• _TASK GOAL_:
Only the lines from the line holding "Where can you see the frog's eye?" to the last line should be output, each exactly as given.

• _INFORMATION GIVEN_:
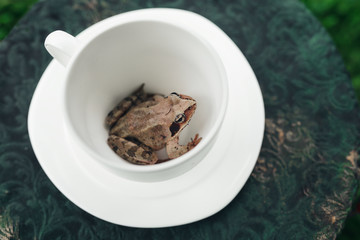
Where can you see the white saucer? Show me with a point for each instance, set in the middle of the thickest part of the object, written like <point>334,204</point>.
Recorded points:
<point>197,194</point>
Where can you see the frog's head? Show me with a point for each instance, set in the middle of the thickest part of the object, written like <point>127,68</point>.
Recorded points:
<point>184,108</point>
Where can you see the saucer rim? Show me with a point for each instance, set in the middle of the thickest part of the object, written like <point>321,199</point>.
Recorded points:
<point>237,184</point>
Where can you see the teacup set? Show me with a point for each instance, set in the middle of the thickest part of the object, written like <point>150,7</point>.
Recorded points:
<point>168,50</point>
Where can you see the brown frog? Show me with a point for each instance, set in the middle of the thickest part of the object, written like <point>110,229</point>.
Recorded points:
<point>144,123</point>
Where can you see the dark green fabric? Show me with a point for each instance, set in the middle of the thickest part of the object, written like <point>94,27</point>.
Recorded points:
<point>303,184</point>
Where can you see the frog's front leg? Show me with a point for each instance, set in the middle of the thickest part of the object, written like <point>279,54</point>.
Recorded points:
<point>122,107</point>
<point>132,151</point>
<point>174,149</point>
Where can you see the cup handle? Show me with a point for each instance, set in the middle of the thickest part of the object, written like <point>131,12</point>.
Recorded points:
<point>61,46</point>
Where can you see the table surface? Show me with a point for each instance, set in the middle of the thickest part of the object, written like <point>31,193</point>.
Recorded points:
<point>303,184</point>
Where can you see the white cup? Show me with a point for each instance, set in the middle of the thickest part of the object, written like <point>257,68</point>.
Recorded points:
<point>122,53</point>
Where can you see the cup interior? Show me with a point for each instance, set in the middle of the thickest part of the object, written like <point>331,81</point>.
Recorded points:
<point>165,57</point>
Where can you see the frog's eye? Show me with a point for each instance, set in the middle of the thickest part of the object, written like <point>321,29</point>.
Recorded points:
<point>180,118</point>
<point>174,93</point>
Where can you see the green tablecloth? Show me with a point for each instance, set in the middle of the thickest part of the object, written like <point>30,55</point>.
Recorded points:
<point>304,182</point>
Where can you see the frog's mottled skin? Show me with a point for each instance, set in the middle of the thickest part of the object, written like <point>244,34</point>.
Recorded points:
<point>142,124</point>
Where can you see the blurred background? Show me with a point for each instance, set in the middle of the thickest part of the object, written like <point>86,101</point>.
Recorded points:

• _SOLUTION TO THIS TASK_:
Where can you see the frog's eye? Show me with a point for each instance, set in the middle of the thickest part of the object, written like <point>321,29</point>.
Recorded points:
<point>180,118</point>
<point>174,93</point>
Where can you see the green tablecloth? Show me with a point for each instance, set in the middle of the thickest part of the object, written like <point>30,55</point>.
Recorded points:
<point>304,182</point>
Where can you see the frog's mottled skin? Show me with a point for each instance, set in the middle of the thickest part of the object, written like <point>244,34</point>.
Recorded points:
<point>142,124</point>
Where can you see the blurred background? Show me with a point for each instance, set in the middle of the thickest part of the object, written like <point>86,101</point>.
Recorded points:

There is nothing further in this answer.